Set exercise ▸
Reproduce the following records line for line, leaving every character unchanged.

Source data ▸
○ ○ ○ ○ ○ ○ ○

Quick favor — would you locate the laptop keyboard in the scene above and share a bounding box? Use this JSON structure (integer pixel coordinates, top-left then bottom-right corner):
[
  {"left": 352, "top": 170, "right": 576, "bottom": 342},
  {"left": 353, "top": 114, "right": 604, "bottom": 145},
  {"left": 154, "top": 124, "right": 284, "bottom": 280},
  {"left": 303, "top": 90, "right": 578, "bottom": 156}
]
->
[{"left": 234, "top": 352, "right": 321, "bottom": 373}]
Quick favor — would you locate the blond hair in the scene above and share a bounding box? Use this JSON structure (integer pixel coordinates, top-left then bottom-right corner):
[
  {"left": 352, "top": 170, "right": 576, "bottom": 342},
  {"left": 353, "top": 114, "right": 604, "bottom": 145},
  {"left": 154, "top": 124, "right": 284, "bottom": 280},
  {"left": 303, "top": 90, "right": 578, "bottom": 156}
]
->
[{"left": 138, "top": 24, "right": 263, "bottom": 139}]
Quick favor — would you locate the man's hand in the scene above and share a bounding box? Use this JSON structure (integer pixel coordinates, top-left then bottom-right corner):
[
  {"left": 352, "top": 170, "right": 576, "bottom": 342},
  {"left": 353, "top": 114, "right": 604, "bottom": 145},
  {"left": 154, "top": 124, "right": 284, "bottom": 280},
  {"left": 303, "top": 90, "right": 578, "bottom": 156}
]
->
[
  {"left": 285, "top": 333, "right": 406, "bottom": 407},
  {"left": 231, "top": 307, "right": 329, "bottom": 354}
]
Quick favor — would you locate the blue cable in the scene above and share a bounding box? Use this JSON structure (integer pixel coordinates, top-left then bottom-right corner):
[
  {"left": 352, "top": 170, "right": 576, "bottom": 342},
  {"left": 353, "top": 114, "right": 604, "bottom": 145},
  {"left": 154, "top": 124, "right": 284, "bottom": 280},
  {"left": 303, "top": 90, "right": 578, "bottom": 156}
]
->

○ ○ ○ ○ ○ ○ ○

Solution to the problem ▸
Quick favor — would you locate the laptop keyboard in the scene above and share a bounding box? Use this JSON structure (integer pixel coordinates, top-left then bottom-right corner):
[
  {"left": 352, "top": 170, "right": 576, "bottom": 342},
  {"left": 353, "top": 114, "right": 604, "bottom": 145},
  {"left": 154, "top": 124, "right": 284, "bottom": 280},
  {"left": 303, "top": 90, "right": 578, "bottom": 156}
]
->
[{"left": 234, "top": 352, "right": 321, "bottom": 373}]
Quick favor — would you locate the blond hair in the scene above and share a bounding box? Use this JSON structure (integer pixel coordinates, top-left then bottom-right corner):
[
  {"left": 352, "top": 170, "right": 576, "bottom": 342},
  {"left": 353, "top": 114, "right": 604, "bottom": 145},
  {"left": 154, "top": 124, "right": 284, "bottom": 280},
  {"left": 303, "top": 90, "right": 578, "bottom": 156}
]
->
[{"left": 138, "top": 24, "right": 263, "bottom": 139}]
Quick favor — would you locate the man's hand in the scene above and share a bounding box? Use this JSON structure (integer pixel coordinates, top-left then bottom-right corner):
[
  {"left": 352, "top": 170, "right": 576, "bottom": 342},
  {"left": 353, "top": 114, "right": 604, "bottom": 145},
  {"left": 154, "top": 124, "right": 284, "bottom": 280},
  {"left": 303, "top": 90, "right": 578, "bottom": 156}
]
->
[
  {"left": 285, "top": 333, "right": 406, "bottom": 407},
  {"left": 231, "top": 307, "right": 329, "bottom": 354}
]
Quick favor — would you locate the blue cable in the scene above and share a bounding box? Use this JSON structure (integer pixel coordinates, top-left then bottom-right corner):
[
  {"left": 352, "top": 170, "right": 576, "bottom": 342},
  {"left": 353, "top": 114, "right": 604, "bottom": 145},
  {"left": 154, "top": 124, "right": 284, "bottom": 280},
  {"left": 303, "top": 90, "right": 578, "bottom": 156}
]
->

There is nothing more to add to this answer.